[Data records]

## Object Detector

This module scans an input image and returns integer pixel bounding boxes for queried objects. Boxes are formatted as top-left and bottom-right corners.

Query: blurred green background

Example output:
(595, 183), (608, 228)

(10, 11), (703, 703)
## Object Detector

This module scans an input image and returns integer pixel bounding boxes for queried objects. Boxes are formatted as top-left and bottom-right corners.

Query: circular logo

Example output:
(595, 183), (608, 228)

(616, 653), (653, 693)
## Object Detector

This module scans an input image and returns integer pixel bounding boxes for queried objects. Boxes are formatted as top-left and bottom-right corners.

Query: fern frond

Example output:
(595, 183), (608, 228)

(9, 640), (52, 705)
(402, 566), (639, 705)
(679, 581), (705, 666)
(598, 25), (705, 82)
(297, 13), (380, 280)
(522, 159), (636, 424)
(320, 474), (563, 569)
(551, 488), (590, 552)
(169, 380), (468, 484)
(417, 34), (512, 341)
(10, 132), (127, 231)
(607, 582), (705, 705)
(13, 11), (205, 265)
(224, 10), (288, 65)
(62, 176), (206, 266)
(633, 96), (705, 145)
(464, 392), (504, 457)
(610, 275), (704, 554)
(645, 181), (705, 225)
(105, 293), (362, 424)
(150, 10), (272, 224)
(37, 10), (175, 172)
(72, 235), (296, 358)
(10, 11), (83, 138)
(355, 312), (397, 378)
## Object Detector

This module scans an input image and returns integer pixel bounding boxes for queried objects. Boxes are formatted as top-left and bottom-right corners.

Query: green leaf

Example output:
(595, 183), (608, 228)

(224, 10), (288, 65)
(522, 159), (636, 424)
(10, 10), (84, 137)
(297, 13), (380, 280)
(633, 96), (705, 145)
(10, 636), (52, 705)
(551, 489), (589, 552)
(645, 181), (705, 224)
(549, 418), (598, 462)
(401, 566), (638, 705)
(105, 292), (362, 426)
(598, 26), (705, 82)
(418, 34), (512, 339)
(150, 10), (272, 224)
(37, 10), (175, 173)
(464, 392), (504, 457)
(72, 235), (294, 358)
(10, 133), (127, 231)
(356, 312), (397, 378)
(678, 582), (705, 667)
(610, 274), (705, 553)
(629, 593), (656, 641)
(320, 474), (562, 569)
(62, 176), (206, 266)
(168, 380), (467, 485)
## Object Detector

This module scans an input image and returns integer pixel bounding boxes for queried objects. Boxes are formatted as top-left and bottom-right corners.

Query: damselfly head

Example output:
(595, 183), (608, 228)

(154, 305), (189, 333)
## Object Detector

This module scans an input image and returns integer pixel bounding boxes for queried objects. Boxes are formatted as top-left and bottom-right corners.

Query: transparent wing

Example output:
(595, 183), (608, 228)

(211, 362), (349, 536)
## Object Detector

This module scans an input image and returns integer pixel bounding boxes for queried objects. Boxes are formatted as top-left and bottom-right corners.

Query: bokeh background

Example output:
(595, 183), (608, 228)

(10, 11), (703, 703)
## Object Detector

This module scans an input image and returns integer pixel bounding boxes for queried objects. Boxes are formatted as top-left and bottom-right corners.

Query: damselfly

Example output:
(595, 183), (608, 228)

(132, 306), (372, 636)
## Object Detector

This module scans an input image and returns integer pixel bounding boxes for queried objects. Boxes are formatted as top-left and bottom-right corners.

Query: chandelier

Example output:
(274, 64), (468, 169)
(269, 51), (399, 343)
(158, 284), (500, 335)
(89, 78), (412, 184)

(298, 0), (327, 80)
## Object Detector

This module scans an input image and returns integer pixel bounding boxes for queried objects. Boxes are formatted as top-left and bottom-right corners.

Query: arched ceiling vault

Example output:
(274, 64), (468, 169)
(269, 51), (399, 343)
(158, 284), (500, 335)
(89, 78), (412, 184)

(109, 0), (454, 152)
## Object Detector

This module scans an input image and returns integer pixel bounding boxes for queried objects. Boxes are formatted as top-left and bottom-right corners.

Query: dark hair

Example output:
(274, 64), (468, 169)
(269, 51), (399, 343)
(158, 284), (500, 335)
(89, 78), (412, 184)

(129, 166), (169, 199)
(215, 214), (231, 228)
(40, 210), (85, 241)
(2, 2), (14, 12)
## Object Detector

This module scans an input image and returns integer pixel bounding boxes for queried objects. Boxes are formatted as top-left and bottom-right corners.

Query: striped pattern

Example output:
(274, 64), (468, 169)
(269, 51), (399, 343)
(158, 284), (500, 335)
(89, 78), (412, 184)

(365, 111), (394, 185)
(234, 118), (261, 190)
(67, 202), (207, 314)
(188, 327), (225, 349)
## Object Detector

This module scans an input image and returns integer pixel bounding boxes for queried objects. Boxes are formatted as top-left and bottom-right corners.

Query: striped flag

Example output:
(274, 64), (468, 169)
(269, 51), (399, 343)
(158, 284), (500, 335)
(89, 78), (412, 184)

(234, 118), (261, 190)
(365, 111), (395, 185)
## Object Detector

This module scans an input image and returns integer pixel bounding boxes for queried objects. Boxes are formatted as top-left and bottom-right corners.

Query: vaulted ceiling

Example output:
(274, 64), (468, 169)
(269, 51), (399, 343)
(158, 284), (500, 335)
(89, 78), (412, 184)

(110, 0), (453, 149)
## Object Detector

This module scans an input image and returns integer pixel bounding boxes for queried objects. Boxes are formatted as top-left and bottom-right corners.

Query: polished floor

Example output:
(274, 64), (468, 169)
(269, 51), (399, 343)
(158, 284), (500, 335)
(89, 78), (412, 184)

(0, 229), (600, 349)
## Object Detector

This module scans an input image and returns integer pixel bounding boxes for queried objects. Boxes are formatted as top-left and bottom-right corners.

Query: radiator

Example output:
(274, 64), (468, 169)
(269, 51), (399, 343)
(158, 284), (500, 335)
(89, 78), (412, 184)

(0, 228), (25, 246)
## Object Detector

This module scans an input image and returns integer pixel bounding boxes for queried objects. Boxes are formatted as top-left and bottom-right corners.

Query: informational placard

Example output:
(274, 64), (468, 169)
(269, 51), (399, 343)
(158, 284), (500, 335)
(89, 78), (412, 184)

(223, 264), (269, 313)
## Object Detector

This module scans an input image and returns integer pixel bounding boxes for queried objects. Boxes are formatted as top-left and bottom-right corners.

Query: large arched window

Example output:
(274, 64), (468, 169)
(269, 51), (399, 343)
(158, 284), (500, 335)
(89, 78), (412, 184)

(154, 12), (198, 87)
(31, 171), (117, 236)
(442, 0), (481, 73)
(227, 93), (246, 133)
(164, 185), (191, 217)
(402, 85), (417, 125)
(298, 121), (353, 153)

WHAT IS EXPECTED. Copy out the whole listing above, word for word, without any changes.

ANSWER BELOW.
## Object Detector

This module scans an input image and returns integer pixel bounding boxes for queried objects. Boxes are formatted as top-left and bottom-right corners.

Query: blurred green background

Example output:
(595, 183), (608, 228)

(10, 11), (703, 703)
## Object Detector

This module scans an input image and returns integer pixel bounding boxes for queried objects. Boxes are formatted as top-left and bottom-right corners.

Query: circular logo

Example output:
(595, 183), (608, 228)

(616, 653), (653, 693)
## Object Detector

This module scans an input image and returns integer pixel bounding boxes for queried objects. Boxes are formatted as top-left and bottom-right corners.

Query: fern frond

Example output:
(595, 183), (608, 228)

(9, 640), (52, 705)
(402, 566), (639, 705)
(679, 581), (705, 666)
(598, 25), (705, 82)
(297, 13), (380, 280)
(522, 159), (636, 424)
(320, 474), (563, 569)
(551, 488), (590, 552)
(169, 380), (468, 484)
(417, 34), (512, 341)
(10, 132), (127, 231)
(607, 582), (705, 705)
(13, 11), (205, 265)
(224, 10), (288, 65)
(62, 176), (206, 266)
(633, 96), (705, 145)
(464, 392), (504, 457)
(610, 275), (704, 554)
(645, 181), (705, 225)
(105, 293), (362, 424)
(150, 10), (272, 224)
(37, 10), (175, 172)
(72, 235), (296, 358)
(10, 11), (83, 138)
(355, 312), (397, 378)
## Object Detector

This module scans an input image and returns integer pixel bounding boxes for queried objects. Boxes are formatted as top-left and bottom-right corners.

Query: green leaf

Example output:
(595, 183), (608, 228)

(224, 10), (288, 65)
(522, 159), (636, 424)
(10, 10), (84, 137)
(297, 13), (380, 280)
(633, 96), (705, 145)
(10, 636), (52, 705)
(551, 489), (589, 552)
(645, 181), (705, 224)
(549, 418), (598, 462)
(401, 566), (638, 705)
(105, 292), (362, 426)
(598, 26), (705, 82)
(418, 34), (512, 339)
(150, 10), (272, 224)
(37, 10), (175, 173)
(464, 392), (504, 457)
(72, 235), (294, 358)
(10, 133), (127, 231)
(356, 312), (397, 378)
(678, 582), (705, 667)
(610, 274), (705, 553)
(629, 593), (656, 641)
(320, 474), (562, 569)
(62, 176), (206, 266)
(168, 380), (467, 485)
## Object Detector

This module scans an input image and returns integer pixel bounding boxes for queried objects. Boxes are formatted as top-left and bottom-right corners.

Query: damselfly head

Example output:
(595, 183), (608, 228)

(154, 305), (189, 333)
## Object Detector

This module scans an input image and returns integer pixel bounding boxes for queried objects. Boxes are formatted as top-left and bottom-right corners.

Query: transparent wing

Example output:
(595, 183), (608, 228)

(211, 362), (349, 536)
## Object Detector

This module scans an input image and returns integer pixel bounding boxes for queried objects. Boxes are formatted as top-left and bottom-right corners.

Query: bokeh background

Example output:
(595, 183), (608, 228)

(10, 11), (703, 703)
## Object Detector

This module scans an input image and returns integer pixel bounding boxes for queried objects. Boxes are formatted as top-left and bottom-right corners.

Query: damselfly

Example output:
(595, 183), (608, 228)

(132, 306), (372, 636)
## Object Detector

This module scans an input image and returns integer pixel bounding boxes for queried objects. Boxes are formatted as top-left and bottom-right corners.

Query: chandelier

Example output:
(274, 64), (468, 169)
(269, 51), (399, 343)
(158, 284), (500, 335)
(89, 78), (412, 184)

(298, 0), (327, 80)
## Object Detector

This module scans an input image and returns integer pixel bounding boxes for queried objects. Boxes are formatted as top-left and bottom-right corners.

Query: arched ceiling vault

Example output:
(274, 64), (468, 169)
(269, 51), (399, 343)
(158, 284), (500, 335)
(89, 78), (412, 184)

(109, 0), (454, 152)
## Object Detector

This module scans an input image and returns integer pixel bounding boxes for queried objects. Boxes are formatted as top-left and bottom-right corners.

Query: dark hair

Example output:
(274, 64), (468, 169)
(269, 51), (399, 343)
(158, 284), (500, 335)
(89, 78), (412, 184)

(129, 166), (169, 199)
(215, 214), (231, 228)
(40, 210), (85, 241)
(2, 2), (14, 12)
## Object Detector

This module scans an input image and returns integer pixel bounding boxes for queried objects. Boxes are formatted as top-left and bottom-right corners.

Query: striped pattern

Example output:
(274, 64), (468, 169)
(269, 51), (399, 343)
(158, 284), (500, 335)
(89, 78), (412, 184)

(365, 111), (394, 185)
(234, 118), (261, 190)
(67, 202), (207, 314)
(188, 327), (225, 349)
## Object Detector

This module scans an input image and returns integer pixel bounding boxes for queried objects. Boxes are formatted as top-left and bottom-right corners.

Query: striped flag

Example output:
(274, 64), (468, 169)
(269, 51), (399, 343)
(158, 284), (500, 335)
(89, 78), (412, 184)

(234, 118), (261, 190)
(365, 111), (395, 185)
## Object Detector

This module scans an input image and returns integer pixel bounding boxes for queried objects. Boxes are formatted as top-left and bottom-right corners.

Query: vaulted ceiling

Example output:
(274, 64), (468, 169)
(269, 51), (399, 343)
(158, 284), (500, 335)
(89, 78), (412, 184)

(110, 0), (453, 149)
## Object Detector

This module scans an input image and returns integer pixel bounding boxes for queried objects. Boxes are formatted as top-left and bottom-right corners.

Query: polished floor

Example output:
(274, 64), (468, 169)
(269, 51), (399, 343)
(158, 284), (500, 335)
(89, 78), (412, 184)

(0, 229), (600, 349)
## Object Detector

This module scans an input image and returns integer pixel bounding boxes for queried objects. Boxes are formatted as top-left and bottom-right corners.

Query: radiator

Example output:
(274, 64), (468, 169)
(269, 51), (399, 343)
(158, 284), (500, 335)
(89, 78), (412, 184)

(0, 228), (25, 246)
## Object Detector

This module scans an input image and returns integer pixel bounding boxes for queried objects. Boxes are formatted as top-left and bottom-right corners.

Query: informational placard

Example output:
(274, 64), (468, 169)
(269, 51), (399, 343)
(158, 284), (500, 335)
(89, 78), (412, 184)

(223, 264), (269, 313)
## Object Detector

This module scans an input image and returns integer pixel bounding boxes for queried objects. Boxes are formatted as top-left and bottom-right corners.

Query: large arched window

Example output:
(274, 64), (468, 169)
(269, 51), (399, 343)
(158, 284), (500, 335)
(89, 78), (412, 184)

(154, 12), (198, 87)
(31, 171), (117, 236)
(442, 0), (481, 73)
(227, 93), (246, 133)
(164, 185), (191, 217)
(402, 85), (417, 125)
(298, 121), (353, 153)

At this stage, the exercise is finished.